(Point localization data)
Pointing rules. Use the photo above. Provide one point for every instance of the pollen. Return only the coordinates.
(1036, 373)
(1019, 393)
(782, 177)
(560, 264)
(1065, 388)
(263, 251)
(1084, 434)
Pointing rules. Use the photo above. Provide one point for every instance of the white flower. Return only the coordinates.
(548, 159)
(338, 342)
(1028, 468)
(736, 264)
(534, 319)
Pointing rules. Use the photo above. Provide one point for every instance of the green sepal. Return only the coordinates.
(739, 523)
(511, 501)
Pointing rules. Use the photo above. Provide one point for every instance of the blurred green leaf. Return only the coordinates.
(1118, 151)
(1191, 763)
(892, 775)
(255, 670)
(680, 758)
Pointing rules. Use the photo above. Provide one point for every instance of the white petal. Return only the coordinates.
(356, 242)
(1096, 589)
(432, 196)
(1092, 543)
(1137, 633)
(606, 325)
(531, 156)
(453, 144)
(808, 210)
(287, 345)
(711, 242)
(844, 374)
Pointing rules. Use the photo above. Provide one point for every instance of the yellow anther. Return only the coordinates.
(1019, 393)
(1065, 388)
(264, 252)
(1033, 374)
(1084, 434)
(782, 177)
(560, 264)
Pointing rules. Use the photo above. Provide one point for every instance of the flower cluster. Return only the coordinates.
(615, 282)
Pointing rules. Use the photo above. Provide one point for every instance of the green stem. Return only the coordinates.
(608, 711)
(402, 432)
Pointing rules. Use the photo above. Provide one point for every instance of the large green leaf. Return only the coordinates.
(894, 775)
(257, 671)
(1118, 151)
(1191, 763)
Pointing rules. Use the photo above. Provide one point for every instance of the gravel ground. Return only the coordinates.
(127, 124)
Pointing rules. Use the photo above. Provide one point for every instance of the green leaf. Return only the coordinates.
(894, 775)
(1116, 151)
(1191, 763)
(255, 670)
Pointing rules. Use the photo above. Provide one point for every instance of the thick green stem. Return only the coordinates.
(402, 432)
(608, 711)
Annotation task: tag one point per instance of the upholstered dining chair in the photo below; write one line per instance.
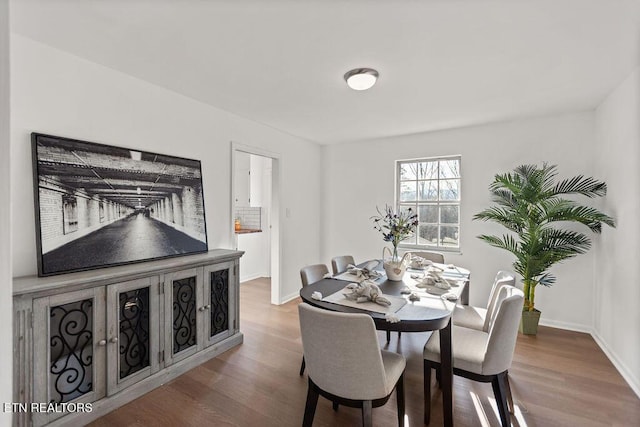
(310, 274)
(477, 317)
(340, 263)
(430, 255)
(345, 364)
(483, 356)
(313, 273)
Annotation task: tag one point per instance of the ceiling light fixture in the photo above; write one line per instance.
(361, 78)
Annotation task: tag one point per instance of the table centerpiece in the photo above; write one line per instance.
(395, 227)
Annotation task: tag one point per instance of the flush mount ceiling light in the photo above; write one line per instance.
(361, 78)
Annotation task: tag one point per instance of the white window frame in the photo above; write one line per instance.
(414, 204)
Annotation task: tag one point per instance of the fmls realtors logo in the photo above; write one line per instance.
(47, 407)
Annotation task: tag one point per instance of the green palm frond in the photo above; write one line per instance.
(529, 203)
(588, 187)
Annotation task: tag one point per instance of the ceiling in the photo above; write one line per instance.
(442, 63)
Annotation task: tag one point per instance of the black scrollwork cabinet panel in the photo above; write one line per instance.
(219, 299)
(133, 336)
(69, 349)
(183, 308)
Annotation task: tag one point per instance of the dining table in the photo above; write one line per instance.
(417, 306)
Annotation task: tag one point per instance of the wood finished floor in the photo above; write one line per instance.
(558, 378)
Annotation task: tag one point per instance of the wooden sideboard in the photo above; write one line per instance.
(99, 339)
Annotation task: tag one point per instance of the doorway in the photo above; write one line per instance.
(255, 213)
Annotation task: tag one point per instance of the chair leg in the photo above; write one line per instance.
(400, 400)
(427, 392)
(512, 409)
(367, 413)
(310, 407)
(500, 391)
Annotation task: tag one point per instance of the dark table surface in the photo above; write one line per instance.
(432, 312)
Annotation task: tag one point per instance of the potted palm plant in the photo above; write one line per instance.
(532, 206)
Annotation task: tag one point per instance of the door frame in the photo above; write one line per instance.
(275, 218)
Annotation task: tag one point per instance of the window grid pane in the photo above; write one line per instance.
(431, 187)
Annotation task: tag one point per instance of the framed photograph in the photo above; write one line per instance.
(99, 205)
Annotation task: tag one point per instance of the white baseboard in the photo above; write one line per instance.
(289, 297)
(576, 327)
(633, 382)
(252, 277)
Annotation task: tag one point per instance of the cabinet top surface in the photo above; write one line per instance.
(33, 284)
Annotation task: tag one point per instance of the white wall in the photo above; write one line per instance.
(359, 176)
(617, 294)
(6, 332)
(60, 94)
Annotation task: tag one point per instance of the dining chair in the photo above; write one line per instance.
(340, 263)
(483, 356)
(477, 317)
(345, 364)
(311, 274)
(430, 255)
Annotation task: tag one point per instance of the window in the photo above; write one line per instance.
(431, 188)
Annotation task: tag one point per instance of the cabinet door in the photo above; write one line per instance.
(182, 306)
(133, 332)
(219, 299)
(69, 349)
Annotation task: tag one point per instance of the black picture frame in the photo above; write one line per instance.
(100, 205)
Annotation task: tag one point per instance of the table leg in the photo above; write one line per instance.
(464, 296)
(446, 375)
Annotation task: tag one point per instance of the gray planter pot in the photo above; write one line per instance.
(529, 322)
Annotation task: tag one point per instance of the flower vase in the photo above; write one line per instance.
(394, 266)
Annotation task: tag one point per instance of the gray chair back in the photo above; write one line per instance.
(431, 256)
(343, 354)
(502, 278)
(313, 273)
(503, 331)
(340, 263)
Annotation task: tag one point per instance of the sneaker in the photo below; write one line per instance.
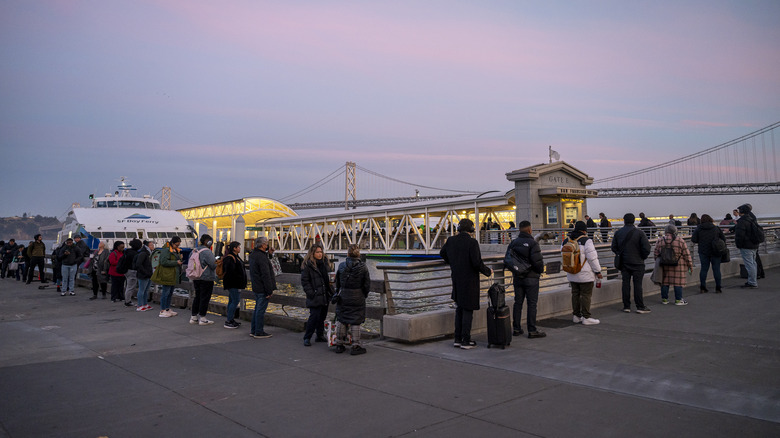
(468, 345)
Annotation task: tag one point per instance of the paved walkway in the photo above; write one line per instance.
(70, 367)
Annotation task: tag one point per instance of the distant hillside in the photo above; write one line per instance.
(24, 228)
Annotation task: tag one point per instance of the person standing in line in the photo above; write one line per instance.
(8, 250)
(233, 281)
(99, 271)
(705, 236)
(117, 279)
(674, 275)
(604, 224)
(204, 285)
(353, 284)
(745, 238)
(131, 276)
(633, 248)
(526, 287)
(167, 274)
(70, 257)
(143, 271)
(316, 284)
(263, 285)
(462, 253)
(37, 252)
(582, 282)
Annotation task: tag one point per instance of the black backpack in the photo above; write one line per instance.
(668, 258)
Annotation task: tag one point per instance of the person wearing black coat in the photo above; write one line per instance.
(352, 286)
(462, 253)
(233, 280)
(316, 284)
(633, 248)
(705, 235)
(527, 286)
(261, 272)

--- Aim of the task ---
Print the records above exactly, minus pictures.

--- Exercise solution ---
Pointing rules. Use the photo above. Provide one point for every instance of the pollen. Return only the coordinates.
(1036, 373)
(1019, 393)
(782, 177)
(560, 264)
(1065, 388)
(263, 251)
(1084, 434)
Pointing rules. Use the photo above. Provide one point for every instance of the white flower. Return only the coordinates.
(548, 159)
(338, 342)
(1028, 468)
(736, 264)
(534, 319)
Pointing rules. Use the photo above. Provide one point for every instance of the green sepal. Return only the coordinates.
(739, 523)
(511, 501)
Pointing rules. Use the photo above. Provide one point for every instance of the blurred green leaf. Return only the coordinates.
(1118, 151)
(1191, 763)
(892, 775)
(255, 670)
(680, 758)
Pointing rules. Use the photo above. Provide one point for every instance of the white petal. Return only the coordinates.
(356, 242)
(1096, 589)
(432, 196)
(1092, 543)
(1137, 633)
(606, 325)
(531, 156)
(453, 144)
(808, 210)
(287, 345)
(711, 242)
(844, 374)
Pointing rules. Use the photo above. Provide one point for every instance of the yellow anther. Return only the coordinates.
(1019, 393)
(1065, 388)
(264, 252)
(1033, 374)
(1084, 434)
(782, 177)
(560, 264)
Pointing rules. Use the photo above. Provide one point for every instance of the flower cluster. Return only the coordinates.
(615, 282)
Pointing rules. Use the photo above. Provide one point for every instance of the green stem. Return only the coordinates.
(608, 711)
(402, 432)
Pointing rules. Use the photo above. Provide one point for every instance of the large green leaf. Return only the coordinates.
(894, 775)
(257, 671)
(1118, 151)
(1191, 763)
Pointing rules. Use the photo above. Provide one point for every instance of the gravel ground. Return only the coordinates.
(127, 124)
Pointing rules. Use the photo above. Provide one point for every instance of the green leaf. Return only the coordinates.
(894, 775)
(1116, 151)
(1191, 763)
(255, 670)
Pointing rules. Use the photo above. Provide one point for every instance of the thick green stem. Return only the coordinates.
(402, 432)
(608, 711)
Annotation task: tag one point per instance of the upholstered dining chair in the photo below; write one line per instance.
(310, 274)
(477, 317)
(340, 263)
(430, 255)
(345, 364)
(483, 356)
(313, 273)
Annotation task: tag one point per instance of the ceiling light fixture in the photo above; write one line per instance.
(361, 78)
Annotation task: tag one point per instance of the table centerpiece in the photo above; write one line per instance.
(395, 227)
Annotation task: tag one point per instance of the flush mount ceiling light in the photo above; write one line per instance.
(361, 78)
Annotation task: tag one point per instance of the white window frame in the photo above; write one line per instance.
(414, 204)
Annotation task: tag one point per instance of the fmls realtors logo in the photo above; write one line per instance.
(47, 407)
Annotation task: tag one point per instance of the green palm frond in the photo above; write one line per instance.
(529, 203)
(588, 187)
Annotation task: tag one point per instance of the ceiling in the photo above; write one line per instance.
(442, 63)
Annotation task: tag one point per instance of the black scrollwork cabinet panel in the photo above; write one line per instance.
(219, 299)
(133, 336)
(69, 349)
(183, 308)
Annotation task: tag one point per instance of the dining table in the photo above; write one line per instance.
(417, 306)
Annotation task: tag one point per instance of the wood finished floor in the photo above; write one line per instance.
(558, 378)
Annotation task: tag one point per instance of the wooden sideboard in the photo above; write one line per instance.
(99, 339)
Annotation task: tag one point per instance of the doorway in the photo above; write one line per instance.
(255, 213)
Annotation task: tag one point per instance of the chair leg in the photo above; write one line per instance.
(400, 400)
(427, 392)
(512, 409)
(367, 413)
(310, 407)
(500, 391)
Annotation task: tag one point per instance of the dark table surface in the photo above; write one line per instance.
(432, 312)
Annotation task: tag one point per instance of the potted palm plant in the photo above; write one line per instance.
(532, 206)
Annotation task: tag one point per instance of the door frame in the photo above; write one line per instance.
(275, 218)
Annotation task: tag one point per instance of the window grid pane in the photo above; write one line per instance.
(431, 187)
Annotation task: tag one point per instance of the framed photograph in the photo above; write one line per instance.
(99, 205)
Annotation task: tag one point per instance of the white baseboard in the photo above; write one line per instance.
(289, 297)
(576, 327)
(633, 382)
(252, 277)
Annotation task: tag one point per instance of the cabinet top surface in the photo above; write one line per instance.
(33, 284)
Annotation task: tag one point per instance of the white wall in the photo above; write one line per instance.
(359, 176)
(617, 294)
(6, 332)
(60, 94)
Annotation task: tag one point per instance of the dining chair in the photo above; write one line per instance.
(340, 263)
(483, 356)
(477, 317)
(345, 364)
(311, 274)
(430, 255)
Annotation task: tag one point per instance of the window in the photo above; write one line per instance.
(431, 188)
Annotation task: tag one point per instance of the cabinet door in the photo above; write one line per instance.
(182, 306)
(133, 332)
(219, 299)
(69, 349)
Annotation task: tag one point per instance of the black picture frame in the photo above; write one line per instance.
(100, 205)
Annotation task: tag one point per instance of the table leg in the photo above; write one line per instance.
(464, 296)
(446, 375)
Annotation task: tag one point per instance of the gray planter pot in the photo above; write one line per instance.
(529, 322)
Annotation task: tag one point per instance of the flower vase in the photo above; write one line per instance.
(394, 266)
Annotation task: tag one point per instance of the gray chair back in the photo above; write one line per instance.
(431, 256)
(343, 354)
(502, 278)
(313, 273)
(503, 331)
(340, 263)
Annotation task: tag one point per instance of the sneaker in the photo below; write one line per instance.
(468, 345)
Annotation task: tag one point per instance of the paved walkway in the photo above; write one line per instance.
(70, 367)
Annotation task: tag one point per instance of the distant hillside in the photo above; write one line per instance.
(24, 228)
Annotation task: tag one point per instance of the person standing in line in the photo above; write one line per instance.
(8, 250)
(233, 281)
(99, 271)
(705, 236)
(117, 279)
(674, 275)
(604, 224)
(204, 285)
(353, 284)
(745, 238)
(131, 276)
(633, 248)
(526, 287)
(167, 274)
(70, 257)
(143, 271)
(316, 284)
(263, 285)
(462, 253)
(37, 252)
(582, 282)
Annotation task: tag one point per instance of the black backpack in the photo above; write one line per instance.
(668, 258)
Annotation task: tag one point per instance of the person wearing black coat in the photo above; write one line per instance.
(352, 286)
(462, 253)
(233, 280)
(316, 284)
(633, 248)
(705, 235)
(527, 286)
(261, 272)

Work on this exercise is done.